== Exercise instructions ==
Nothing in the data may change. Copy all of it exactly.

== Source material ==
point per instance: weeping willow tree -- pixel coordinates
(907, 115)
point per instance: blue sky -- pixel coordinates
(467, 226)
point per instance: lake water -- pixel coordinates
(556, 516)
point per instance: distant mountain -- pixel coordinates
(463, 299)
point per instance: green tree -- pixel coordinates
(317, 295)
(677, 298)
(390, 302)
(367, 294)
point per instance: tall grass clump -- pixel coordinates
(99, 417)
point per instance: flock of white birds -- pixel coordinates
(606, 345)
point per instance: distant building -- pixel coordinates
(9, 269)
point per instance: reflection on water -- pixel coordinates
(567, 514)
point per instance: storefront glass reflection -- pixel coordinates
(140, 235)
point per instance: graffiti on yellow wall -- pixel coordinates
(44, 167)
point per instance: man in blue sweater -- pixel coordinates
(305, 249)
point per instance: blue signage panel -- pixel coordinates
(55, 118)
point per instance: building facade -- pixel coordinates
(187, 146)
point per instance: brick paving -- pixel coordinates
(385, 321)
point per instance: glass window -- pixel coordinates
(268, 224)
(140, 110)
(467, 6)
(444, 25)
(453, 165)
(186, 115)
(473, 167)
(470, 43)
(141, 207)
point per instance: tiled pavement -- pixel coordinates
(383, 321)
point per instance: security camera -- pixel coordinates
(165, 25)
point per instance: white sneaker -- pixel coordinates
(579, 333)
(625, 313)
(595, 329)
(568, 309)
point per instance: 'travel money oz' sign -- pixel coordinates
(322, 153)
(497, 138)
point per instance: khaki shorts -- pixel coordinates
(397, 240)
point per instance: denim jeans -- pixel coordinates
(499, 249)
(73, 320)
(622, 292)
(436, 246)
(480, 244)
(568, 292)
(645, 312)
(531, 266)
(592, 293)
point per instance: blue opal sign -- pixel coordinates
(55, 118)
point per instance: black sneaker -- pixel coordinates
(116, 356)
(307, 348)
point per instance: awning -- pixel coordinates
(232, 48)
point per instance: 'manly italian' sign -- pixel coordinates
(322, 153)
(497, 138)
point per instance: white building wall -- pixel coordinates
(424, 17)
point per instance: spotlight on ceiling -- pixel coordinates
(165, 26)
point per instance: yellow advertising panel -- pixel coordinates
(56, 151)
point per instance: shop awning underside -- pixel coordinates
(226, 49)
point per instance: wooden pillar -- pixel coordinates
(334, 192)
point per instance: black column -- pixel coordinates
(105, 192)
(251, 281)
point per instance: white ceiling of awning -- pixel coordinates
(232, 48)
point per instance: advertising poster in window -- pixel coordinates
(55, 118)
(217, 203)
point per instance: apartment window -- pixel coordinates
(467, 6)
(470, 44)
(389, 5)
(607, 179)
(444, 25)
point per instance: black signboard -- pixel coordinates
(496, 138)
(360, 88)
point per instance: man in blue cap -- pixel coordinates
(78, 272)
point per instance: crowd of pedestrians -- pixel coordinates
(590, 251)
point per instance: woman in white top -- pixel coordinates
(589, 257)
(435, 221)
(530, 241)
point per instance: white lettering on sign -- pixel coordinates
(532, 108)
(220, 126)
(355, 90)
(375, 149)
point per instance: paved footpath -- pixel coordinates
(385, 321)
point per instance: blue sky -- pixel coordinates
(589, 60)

== Response to this task ==
point per instance: weeping willow tree -- pixel coordinates
(907, 115)
point per instance: blue sky -- pixel coordinates
(467, 226)
point per instance: lake water -- pixel coordinates
(556, 516)
point per instance: distant mountain -- pixel coordinates
(463, 299)
point per instance: green tree -- pixel coordinates
(317, 295)
(677, 298)
(390, 302)
(367, 294)
point per instance: tall grass clump -- pixel coordinates
(99, 417)
point per instance: flock of white birds -- pixel coordinates
(606, 345)
point per instance: distant building -- pixel coordinates
(9, 269)
point per instance: reflection on water -- pixel coordinates
(567, 514)
point per instance: storefront glass reflection -- pixel coordinates
(140, 235)
point per instance: graffiti on yellow wall -- pixel coordinates
(44, 167)
point per instance: man in blue sweater -- pixel coordinates
(305, 249)
point per instance: blue signage panel -- pixel coordinates
(55, 118)
point per instance: building facade -- pixel coordinates
(187, 146)
point per instance: brick paving -- pixel coordinates
(385, 321)
point per instance: glass window -- pixel coordinates
(268, 224)
(140, 110)
(467, 6)
(444, 25)
(453, 165)
(186, 115)
(473, 167)
(470, 43)
(141, 207)
point per instance: tiled pavement -- pixel coordinates
(383, 321)
point per instance: security camera -- pixel coordinates
(165, 25)
point per instance: white sneaker -- pixel coordinates
(579, 333)
(625, 313)
(595, 329)
(568, 309)
point per instance: 'travel money oz' sign -- pixel coordinates
(322, 153)
(497, 138)
point per instance: khaki shorts -- pixel coordinates
(397, 240)
point per instance: denim jeans -- pixel coordinates
(499, 249)
(73, 320)
(622, 292)
(436, 246)
(480, 244)
(568, 292)
(645, 312)
(531, 266)
(592, 293)
point per instance: blue opal sign -- pixel coordinates
(55, 118)
point per instance: black sneaker -- pixel coordinates
(116, 356)
(307, 348)
point per instance: awning -- pixel coordinates
(232, 48)
point per instance: 'manly italian' sign -- pixel coordinates
(322, 153)
(497, 138)
point per instance: white building wall -- pixel coordinates
(424, 17)
point per instance: spotlight on ceiling -- pixel coordinates
(165, 26)
point per instance: yellow advertising panel -- pixel coordinates
(56, 151)
point per instance: shop awning underside -- pixel coordinates
(226, 49)
point per instance: wooden pillar -- pixel coordinates
(334, 192)
point per instance: black column -- pixel coordinates
(105, 192)
(251, 281)
point per instance: white ceiling of awning -- pixel coordinates
(232, 48)
point per instance: advertising poster in window -- pixel coordinates
(55, 118)
(217, 203)
point per instance: apartment window -- pixel coordinates
(467, 6)
(470, 44)
(389, 5)
(607, 179)
(444, 25)
point per instance: black signboard -- pixel coordinates
(496, 138)
(360, 88)
point per instance: man in blue cap -- pixel coordinates
(78, 272)
point per instance: crowd of pedestrians -- pixel coordinates
(590, 251)
point per instance: woman in white top -- pixel coordinates
(589, 257)
(435, 221)
(530, 241)
point per instance: white lettering on sign -- pixel coordinates
(532, 108)
(220, 126)
(355, 90)
(375, 149)
point per instance: paved footpath -- pixel coordinates
(385, 321)
point per instance: blue sky -- pixel coordinates
(589, 60)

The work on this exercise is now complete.